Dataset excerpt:

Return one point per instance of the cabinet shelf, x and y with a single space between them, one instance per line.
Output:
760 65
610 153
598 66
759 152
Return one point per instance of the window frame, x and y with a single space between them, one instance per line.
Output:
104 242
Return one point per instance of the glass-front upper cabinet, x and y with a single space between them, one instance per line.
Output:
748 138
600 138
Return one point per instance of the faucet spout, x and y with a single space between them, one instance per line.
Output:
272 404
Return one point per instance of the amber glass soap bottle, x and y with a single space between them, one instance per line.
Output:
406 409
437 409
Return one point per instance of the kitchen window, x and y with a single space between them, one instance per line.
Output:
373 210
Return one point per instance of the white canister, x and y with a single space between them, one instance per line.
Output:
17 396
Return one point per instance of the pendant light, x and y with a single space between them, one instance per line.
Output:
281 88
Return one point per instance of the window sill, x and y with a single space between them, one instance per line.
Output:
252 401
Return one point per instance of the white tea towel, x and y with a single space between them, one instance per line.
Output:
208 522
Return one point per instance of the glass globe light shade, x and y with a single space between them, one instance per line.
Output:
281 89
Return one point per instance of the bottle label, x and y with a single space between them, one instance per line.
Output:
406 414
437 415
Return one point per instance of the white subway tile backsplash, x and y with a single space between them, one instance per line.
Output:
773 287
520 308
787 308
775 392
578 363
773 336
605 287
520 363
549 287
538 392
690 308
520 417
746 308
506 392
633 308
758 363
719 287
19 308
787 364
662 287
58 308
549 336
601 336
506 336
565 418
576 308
---
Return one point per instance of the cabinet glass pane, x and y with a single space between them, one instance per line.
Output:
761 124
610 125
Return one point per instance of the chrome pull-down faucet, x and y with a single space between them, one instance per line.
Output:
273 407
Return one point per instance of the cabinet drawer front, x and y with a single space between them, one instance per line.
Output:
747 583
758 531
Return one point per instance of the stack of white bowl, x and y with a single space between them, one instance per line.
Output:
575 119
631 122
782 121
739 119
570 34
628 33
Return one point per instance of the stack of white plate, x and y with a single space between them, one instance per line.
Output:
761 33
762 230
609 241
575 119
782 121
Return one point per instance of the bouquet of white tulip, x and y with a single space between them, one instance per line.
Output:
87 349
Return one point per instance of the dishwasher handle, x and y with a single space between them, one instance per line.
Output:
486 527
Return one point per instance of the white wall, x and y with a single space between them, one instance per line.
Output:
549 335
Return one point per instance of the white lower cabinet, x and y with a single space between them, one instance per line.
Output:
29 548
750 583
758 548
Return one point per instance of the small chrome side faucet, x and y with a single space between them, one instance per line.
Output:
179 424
==
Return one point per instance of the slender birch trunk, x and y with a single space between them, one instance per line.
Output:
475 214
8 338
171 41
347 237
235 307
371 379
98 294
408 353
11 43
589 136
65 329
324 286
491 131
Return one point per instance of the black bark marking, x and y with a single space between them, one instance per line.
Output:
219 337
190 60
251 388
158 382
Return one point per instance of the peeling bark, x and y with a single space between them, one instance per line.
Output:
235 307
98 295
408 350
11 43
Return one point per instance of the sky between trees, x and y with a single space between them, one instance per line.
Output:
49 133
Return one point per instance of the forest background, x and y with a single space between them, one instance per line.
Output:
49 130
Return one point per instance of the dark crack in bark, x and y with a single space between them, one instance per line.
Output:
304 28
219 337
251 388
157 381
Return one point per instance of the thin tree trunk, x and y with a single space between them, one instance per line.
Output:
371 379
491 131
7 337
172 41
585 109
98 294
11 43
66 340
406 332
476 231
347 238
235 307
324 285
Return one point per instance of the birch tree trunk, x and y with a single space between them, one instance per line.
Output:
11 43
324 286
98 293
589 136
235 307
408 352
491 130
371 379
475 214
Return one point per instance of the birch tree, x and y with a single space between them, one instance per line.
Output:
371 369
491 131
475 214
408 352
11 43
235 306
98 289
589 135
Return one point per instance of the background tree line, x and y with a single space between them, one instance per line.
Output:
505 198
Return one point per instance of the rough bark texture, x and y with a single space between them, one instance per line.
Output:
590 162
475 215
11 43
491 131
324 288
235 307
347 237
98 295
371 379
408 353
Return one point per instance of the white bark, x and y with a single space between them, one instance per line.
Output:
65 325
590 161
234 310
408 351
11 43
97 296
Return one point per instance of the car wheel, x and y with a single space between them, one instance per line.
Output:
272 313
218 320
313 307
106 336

What needs to be done → Please list, in full, every line of the items above that includes the word "chrome".

Worked solution →
Return one point per instance of the chrome pull-down faucet, x and y with a single space between them, one instance per line.
Return one point per instance of the small chrome side faucet, x and y with a single space between them, one instance per line.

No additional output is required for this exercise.